§ **Stated exercise 1**
Extract each line of the listing that contains the string "brown", and treat the match as case-sensitive.

§ **Source extract**
· · ·

Miller’s lack of secondary stuff was always worrisome. Even during his rookie season, a source with access to batted-ball velocity data told me Miller had been one of baseball’s hardest-hit pitchers, which might help explain why the Cardinals hid him in October. While that more precise information is still proprietary, Baseball Info Solutions rated 35.6 percent of Miller’s batted balls that season as hard hit, the fifth-highest percentage among pitchers with at least 100 innings pitched. He was just ahead of Tony Cingrani, another fastball-dependent pitcher who’s since been consigned to the bullpen, where teams stick one-time starters with limited arsenals. Last season, Miller was hit hard again, and that time his traditional stats suffered. In his first time facing batters in 2014, he held them to a .172/.250/.288 line. But with nothing new to show them, his performance sank to .284/.354/.477 the second time through the order.
Atlanta acquired Miller (and Double-A starter Tyrell Jenkins) last November in the trade that sent Jason Heyward and Jordan Walden to St. Louis. Although the impetus for the exchange was Heyward’s impending free agency, it wasn’t the typical present-for-future salary dump. It was a cross between a “challenge” trade, in which GMs put their prospects on the table and bet that the other guy’s will be bigger, and a “change of scenery” trade, in which teams swap disappointing players in the hope that relocation will be the career equivalents of a cold splash of water. Heyward and Miller, both in their mid-twenties, were former elite prospects who’d had some success in the majors — considerable success, in Heyward’s case — but both were coming off seasons in which they’d seemingly lost skills that they’d demonstrated before. Heyward hadn’t hit for power, and Miller, hampered by his failure to find effective pitches to pair with his fastball, hadn’t missed bats.

· · ·

§ **Stored items**
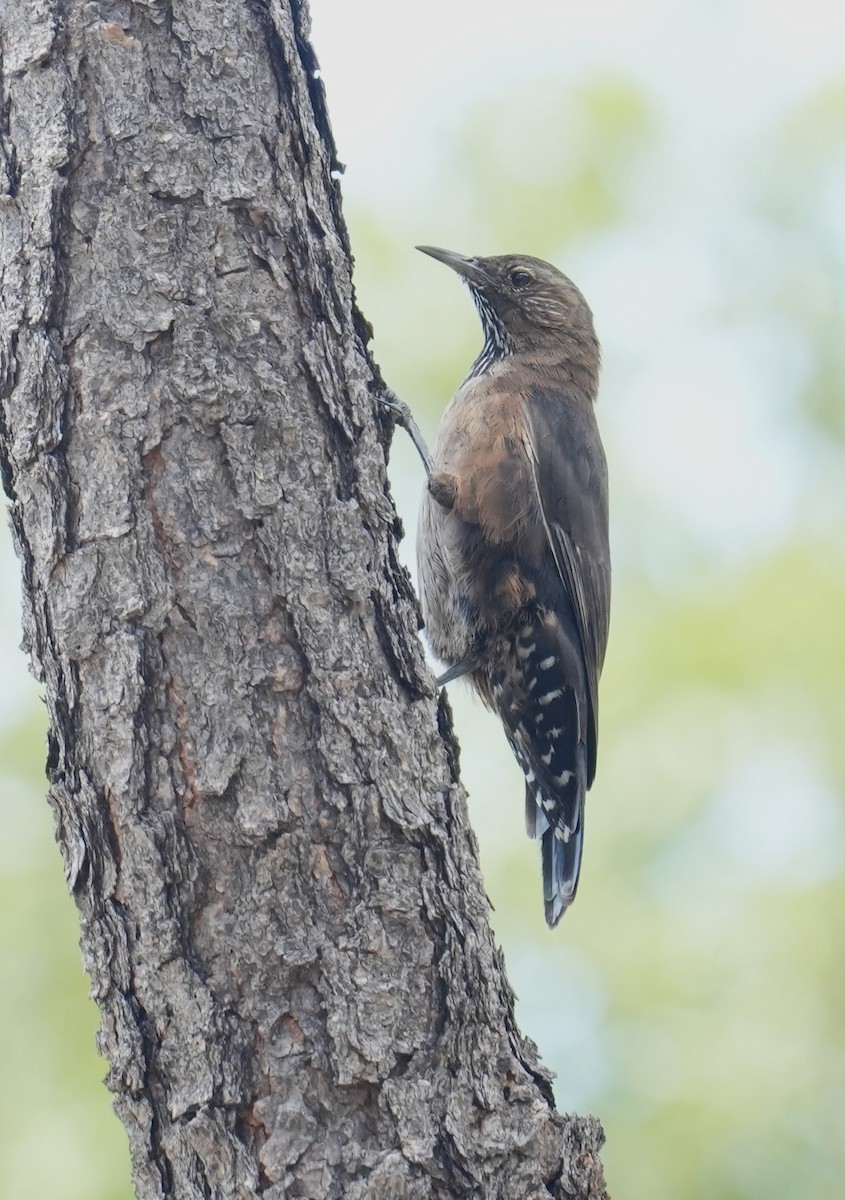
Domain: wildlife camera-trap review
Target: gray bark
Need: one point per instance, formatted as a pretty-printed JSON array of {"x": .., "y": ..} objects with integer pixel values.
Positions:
[{"x": 255, "y": 786}]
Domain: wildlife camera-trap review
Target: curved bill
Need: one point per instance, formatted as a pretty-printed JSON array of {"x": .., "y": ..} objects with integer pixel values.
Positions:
[{"x": 466, "y": 267}]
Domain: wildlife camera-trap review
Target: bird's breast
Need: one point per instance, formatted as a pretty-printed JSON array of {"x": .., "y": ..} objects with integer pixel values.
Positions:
[{"x": 481, "y": 443}]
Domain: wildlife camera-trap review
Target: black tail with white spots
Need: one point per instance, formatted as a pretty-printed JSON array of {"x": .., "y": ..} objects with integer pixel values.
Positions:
[{"x": 539, "y": 691}]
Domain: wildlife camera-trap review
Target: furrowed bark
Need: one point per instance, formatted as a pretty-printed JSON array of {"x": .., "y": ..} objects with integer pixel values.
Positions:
[{"x": 255, "y": 785}]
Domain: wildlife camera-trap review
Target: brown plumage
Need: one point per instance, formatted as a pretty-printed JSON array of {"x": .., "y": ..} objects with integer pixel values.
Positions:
[{"x": 513, "y": 547}]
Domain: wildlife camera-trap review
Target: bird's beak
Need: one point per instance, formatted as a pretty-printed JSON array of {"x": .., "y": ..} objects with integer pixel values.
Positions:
[{"x": 466, "y": 267}]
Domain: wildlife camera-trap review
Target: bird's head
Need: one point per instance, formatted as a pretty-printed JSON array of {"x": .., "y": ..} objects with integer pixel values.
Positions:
[{"x": 526, "y": 305}]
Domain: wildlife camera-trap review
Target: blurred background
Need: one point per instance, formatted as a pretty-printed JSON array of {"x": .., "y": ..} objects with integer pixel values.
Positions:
[{"x": 684, "y": 163}]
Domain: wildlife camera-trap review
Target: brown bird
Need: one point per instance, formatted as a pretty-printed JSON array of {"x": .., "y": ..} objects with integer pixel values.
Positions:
[{"x": 514, "y": 562}]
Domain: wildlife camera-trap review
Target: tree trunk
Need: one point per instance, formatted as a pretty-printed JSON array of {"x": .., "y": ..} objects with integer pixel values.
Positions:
[{"x": 255, "y": 786}]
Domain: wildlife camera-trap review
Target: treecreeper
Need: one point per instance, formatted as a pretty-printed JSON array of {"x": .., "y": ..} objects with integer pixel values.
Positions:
[{"x": 513, "y": 547}]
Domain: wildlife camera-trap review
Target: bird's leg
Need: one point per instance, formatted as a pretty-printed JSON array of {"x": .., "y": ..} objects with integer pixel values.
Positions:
[
  {"x": 455, "y": 671},
  {"x": 402, "y": 415},
  {"x": 442, "y": 485}
]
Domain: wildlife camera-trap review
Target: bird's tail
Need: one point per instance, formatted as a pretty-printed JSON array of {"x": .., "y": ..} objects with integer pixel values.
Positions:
[
  {"x": 541, "y": 699},
  {"x": 561, "y": 853}
]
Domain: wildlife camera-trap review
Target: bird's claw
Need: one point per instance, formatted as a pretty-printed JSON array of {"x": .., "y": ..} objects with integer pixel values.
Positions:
[{"x": 396, "y": 407}]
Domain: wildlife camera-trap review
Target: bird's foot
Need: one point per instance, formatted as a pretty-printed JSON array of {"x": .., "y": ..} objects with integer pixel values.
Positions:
[{"x": 402, "y": 415}]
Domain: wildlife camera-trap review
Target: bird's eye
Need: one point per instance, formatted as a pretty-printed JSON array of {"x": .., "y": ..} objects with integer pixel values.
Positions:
[{"x": 520, "y": 279}]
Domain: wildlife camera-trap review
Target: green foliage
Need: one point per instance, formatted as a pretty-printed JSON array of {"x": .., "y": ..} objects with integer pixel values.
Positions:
[{"x": 58, "y": 1135}]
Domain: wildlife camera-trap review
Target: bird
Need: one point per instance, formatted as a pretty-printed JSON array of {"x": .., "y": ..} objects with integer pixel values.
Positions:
[{"x": 513, "y": 543}]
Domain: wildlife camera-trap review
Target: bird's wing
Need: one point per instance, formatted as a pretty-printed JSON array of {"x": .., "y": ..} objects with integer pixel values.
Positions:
[{"x": 570, "y": 479}]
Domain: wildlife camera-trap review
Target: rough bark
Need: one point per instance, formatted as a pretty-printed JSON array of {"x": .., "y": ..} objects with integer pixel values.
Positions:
[{"x": 255, "y": 786}]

· · ·

§ **Stated exercise 2**
Write what comes next in the baseball article on Miller's trade to Atlanta, picking up after its final sentence.

§ **Result 1**
Target: brown plumage
Target: brown bird

§ **Result 2**
Heyward is still struggling in St. Louis, but we can tentatively consider Miller’s greatest deficiency addressed. Here are his monthly pitch-type percentages, going back to his first full season.
Miller took some small steps toward diversification down the stretch last season — despite ditching his weak changeup — when he increased his curveball rate, started using a sinker, and lowered his four-seamer rate to roughly 60 percent. From August 23 — the day he dialed down the four-seamer after picking up the sinker grip from teammate Justin Masterson — through the end of the season, Miller recorded a 2.08 ERA in seven starts, with 32 strikeouts and nine walks in 43.1 innings. This year, he’s used his sinker and cutter much more often than he did even during last year’s repertoire Rumspringa, and he’s continued to aim slightly higher in the zone. For the first time, four-seamers don’t make up a majority of Miller’s pitches. According to Pitch Info data provided by Baseball Prospectus, Miller’s four-seamer-rate decline of 27.8 percentage points since last season would be the ninth-largest year-to-year decrease of the PITCHf/x era.4
Among pitchers with at least 100 innings pitched in both seasons.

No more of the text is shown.